* **RECORDS SHOWN**:
— START —

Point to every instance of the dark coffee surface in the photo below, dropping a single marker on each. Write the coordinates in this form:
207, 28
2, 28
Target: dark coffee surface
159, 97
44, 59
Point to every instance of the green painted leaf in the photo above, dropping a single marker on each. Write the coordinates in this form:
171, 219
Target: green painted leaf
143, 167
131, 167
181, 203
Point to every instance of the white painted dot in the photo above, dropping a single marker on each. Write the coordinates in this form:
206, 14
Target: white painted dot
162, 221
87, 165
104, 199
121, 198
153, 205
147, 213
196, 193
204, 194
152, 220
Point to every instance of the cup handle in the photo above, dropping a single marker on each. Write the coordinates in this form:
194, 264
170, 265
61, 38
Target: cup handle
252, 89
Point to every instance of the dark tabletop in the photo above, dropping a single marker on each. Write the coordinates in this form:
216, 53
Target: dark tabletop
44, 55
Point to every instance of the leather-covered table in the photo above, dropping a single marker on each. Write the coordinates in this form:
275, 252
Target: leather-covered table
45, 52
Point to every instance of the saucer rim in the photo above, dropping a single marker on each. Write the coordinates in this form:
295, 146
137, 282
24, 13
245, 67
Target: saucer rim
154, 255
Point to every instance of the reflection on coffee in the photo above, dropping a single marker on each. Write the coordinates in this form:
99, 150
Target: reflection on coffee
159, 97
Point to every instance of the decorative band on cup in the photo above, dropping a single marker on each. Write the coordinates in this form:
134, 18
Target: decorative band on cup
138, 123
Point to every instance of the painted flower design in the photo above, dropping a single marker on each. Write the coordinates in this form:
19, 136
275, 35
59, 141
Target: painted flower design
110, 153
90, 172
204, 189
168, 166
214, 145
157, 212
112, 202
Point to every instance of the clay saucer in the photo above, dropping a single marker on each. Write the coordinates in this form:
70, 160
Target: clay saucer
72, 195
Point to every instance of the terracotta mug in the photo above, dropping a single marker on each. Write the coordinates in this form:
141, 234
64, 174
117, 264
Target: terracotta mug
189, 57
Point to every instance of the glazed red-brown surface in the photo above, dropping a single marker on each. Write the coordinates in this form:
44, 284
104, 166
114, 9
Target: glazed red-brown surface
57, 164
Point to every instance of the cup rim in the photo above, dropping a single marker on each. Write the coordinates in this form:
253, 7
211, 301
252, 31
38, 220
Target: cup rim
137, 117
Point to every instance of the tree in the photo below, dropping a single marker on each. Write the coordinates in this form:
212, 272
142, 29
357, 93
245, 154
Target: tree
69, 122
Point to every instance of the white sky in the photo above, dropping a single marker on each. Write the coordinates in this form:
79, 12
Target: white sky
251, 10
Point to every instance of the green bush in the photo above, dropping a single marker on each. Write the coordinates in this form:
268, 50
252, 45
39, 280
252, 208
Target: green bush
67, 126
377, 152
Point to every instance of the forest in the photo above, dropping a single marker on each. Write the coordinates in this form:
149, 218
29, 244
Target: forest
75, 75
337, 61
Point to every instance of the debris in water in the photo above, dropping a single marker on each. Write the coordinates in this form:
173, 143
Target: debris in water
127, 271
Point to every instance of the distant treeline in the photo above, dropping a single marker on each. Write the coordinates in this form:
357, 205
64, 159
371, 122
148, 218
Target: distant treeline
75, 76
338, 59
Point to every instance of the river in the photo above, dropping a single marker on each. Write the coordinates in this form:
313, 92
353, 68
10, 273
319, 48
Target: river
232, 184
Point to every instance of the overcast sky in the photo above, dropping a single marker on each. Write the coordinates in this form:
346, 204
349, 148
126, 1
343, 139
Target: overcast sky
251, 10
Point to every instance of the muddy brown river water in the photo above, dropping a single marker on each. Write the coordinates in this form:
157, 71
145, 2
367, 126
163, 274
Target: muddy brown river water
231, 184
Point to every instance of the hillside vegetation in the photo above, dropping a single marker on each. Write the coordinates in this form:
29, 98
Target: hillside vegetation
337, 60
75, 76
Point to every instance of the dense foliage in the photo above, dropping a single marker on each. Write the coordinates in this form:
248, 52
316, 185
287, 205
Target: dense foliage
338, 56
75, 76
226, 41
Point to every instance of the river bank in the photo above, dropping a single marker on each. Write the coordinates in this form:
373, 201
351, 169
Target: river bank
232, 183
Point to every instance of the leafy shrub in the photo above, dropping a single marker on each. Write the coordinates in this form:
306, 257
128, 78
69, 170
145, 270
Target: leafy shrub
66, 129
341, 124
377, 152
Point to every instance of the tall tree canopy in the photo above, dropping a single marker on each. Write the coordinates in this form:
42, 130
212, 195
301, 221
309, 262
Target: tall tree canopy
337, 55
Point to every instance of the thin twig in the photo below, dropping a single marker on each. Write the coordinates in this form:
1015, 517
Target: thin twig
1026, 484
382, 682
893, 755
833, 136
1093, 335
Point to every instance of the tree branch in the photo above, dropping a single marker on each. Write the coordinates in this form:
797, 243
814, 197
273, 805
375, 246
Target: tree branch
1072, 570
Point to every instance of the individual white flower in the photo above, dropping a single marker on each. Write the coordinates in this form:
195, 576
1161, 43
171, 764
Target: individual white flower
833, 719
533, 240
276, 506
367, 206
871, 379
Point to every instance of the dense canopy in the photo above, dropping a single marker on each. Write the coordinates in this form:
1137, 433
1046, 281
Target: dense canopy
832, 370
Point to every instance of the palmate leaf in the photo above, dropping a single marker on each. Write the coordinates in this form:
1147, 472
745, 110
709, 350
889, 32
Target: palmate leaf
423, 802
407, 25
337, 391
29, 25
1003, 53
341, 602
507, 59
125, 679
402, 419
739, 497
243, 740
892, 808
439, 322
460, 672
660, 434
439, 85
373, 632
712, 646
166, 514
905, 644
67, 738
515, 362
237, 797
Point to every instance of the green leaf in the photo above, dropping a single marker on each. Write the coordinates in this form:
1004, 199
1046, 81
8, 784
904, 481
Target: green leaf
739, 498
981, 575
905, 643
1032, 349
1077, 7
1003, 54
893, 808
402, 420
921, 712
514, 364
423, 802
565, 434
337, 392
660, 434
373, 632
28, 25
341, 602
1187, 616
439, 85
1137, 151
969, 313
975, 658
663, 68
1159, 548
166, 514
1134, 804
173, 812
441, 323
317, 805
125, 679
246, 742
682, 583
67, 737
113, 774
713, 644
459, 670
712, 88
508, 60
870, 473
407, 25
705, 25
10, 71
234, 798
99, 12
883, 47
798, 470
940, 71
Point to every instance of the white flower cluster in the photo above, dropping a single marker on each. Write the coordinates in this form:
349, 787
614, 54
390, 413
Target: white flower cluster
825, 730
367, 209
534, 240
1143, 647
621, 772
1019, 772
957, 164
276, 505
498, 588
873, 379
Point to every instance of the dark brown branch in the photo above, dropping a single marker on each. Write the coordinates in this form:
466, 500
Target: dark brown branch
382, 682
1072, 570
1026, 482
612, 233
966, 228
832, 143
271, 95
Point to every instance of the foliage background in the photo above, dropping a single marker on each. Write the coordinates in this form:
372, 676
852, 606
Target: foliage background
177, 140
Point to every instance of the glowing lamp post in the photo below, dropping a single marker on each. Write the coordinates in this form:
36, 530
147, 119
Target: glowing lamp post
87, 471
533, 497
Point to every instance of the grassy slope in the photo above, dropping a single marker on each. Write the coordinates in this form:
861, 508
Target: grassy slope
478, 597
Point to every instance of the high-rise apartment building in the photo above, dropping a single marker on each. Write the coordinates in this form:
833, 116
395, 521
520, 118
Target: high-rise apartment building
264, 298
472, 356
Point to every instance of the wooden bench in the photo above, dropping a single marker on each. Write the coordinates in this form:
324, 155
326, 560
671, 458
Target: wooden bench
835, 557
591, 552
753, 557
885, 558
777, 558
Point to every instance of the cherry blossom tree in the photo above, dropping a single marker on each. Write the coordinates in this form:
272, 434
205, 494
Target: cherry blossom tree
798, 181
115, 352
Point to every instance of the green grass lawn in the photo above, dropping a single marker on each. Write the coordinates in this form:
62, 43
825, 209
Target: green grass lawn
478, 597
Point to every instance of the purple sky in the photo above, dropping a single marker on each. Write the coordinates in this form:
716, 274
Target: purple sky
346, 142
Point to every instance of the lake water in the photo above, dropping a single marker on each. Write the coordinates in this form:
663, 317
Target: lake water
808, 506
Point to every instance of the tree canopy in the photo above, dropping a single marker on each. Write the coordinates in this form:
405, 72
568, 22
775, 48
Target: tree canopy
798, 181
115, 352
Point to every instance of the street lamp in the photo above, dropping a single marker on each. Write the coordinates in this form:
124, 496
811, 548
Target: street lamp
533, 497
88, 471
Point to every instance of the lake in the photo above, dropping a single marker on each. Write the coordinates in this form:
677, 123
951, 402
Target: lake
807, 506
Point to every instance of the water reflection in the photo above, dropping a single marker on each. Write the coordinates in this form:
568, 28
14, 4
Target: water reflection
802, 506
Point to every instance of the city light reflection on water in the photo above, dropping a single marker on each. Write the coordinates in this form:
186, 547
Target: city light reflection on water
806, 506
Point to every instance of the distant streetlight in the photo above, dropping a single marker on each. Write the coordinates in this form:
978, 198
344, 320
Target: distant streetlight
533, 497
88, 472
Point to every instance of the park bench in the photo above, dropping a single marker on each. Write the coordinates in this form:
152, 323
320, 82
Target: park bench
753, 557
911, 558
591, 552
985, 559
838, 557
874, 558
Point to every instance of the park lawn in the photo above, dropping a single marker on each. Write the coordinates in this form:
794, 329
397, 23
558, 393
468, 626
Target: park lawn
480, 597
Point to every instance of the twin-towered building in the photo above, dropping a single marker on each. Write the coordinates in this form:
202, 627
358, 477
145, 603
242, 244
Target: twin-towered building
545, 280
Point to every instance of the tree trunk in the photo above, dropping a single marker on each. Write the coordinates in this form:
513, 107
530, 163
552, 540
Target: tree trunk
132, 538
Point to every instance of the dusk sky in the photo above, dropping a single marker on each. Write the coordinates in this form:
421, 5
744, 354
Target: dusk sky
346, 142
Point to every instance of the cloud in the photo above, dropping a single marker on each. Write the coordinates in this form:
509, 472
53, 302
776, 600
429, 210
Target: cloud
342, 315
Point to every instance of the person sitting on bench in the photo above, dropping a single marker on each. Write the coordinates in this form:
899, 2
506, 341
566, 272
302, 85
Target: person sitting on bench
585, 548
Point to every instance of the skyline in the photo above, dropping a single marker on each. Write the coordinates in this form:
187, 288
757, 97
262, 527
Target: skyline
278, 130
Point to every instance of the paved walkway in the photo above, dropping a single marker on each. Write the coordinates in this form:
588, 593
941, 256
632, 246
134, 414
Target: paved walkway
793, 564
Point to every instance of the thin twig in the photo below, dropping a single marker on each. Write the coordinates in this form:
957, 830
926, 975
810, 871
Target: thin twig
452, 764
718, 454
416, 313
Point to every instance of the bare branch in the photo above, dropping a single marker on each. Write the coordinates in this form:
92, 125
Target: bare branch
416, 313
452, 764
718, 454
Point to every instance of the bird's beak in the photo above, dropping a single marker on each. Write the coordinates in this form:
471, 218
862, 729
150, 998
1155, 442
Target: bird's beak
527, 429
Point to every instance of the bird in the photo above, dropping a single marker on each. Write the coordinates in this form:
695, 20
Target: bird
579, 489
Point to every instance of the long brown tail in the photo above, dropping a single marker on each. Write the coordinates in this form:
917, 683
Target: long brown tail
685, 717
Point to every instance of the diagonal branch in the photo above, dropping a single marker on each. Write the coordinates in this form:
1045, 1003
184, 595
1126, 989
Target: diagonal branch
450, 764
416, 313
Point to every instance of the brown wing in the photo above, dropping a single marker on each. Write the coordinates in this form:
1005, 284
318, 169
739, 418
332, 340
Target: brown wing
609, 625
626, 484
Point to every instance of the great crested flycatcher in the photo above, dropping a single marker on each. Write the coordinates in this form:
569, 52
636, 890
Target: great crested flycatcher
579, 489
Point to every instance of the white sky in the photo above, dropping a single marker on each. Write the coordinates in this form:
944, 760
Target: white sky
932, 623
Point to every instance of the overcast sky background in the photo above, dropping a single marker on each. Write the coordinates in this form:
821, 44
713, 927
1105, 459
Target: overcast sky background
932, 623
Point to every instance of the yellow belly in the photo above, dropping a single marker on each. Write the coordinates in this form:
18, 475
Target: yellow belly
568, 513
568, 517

— END —

* **WHAT IS EXPECTED**: Reproduce exactly the lines from the one containing "Point to every instance of the great" through the last line of the records above, including both, and nothing else.

* **TASK OUTPUT**:
Point to every instance of the great crested flycatcher in the photo above, dropping a single marker on each. Write the coordinates in this form:
569, 52
636, 890
Target: great crested flycatcher
579, 489
Point to every instance of the white sky in the photo above, dropping a single marker on each. Write the coordinates in this form:
944, 760
Target: white sky
932, 623
Point to every instance of the overcast sky background in the photo above, dropping a single marker on each. Write the coordinates in this form:
821, 44
713, 927
1105, 459
Target: overcast sky background
932, 623
Point to every instance of the yellow belly in the photo above, dropping a single marker on each. Write the coordinates in this form:
18, 475
Target: yellow belly
568, 513
568, 517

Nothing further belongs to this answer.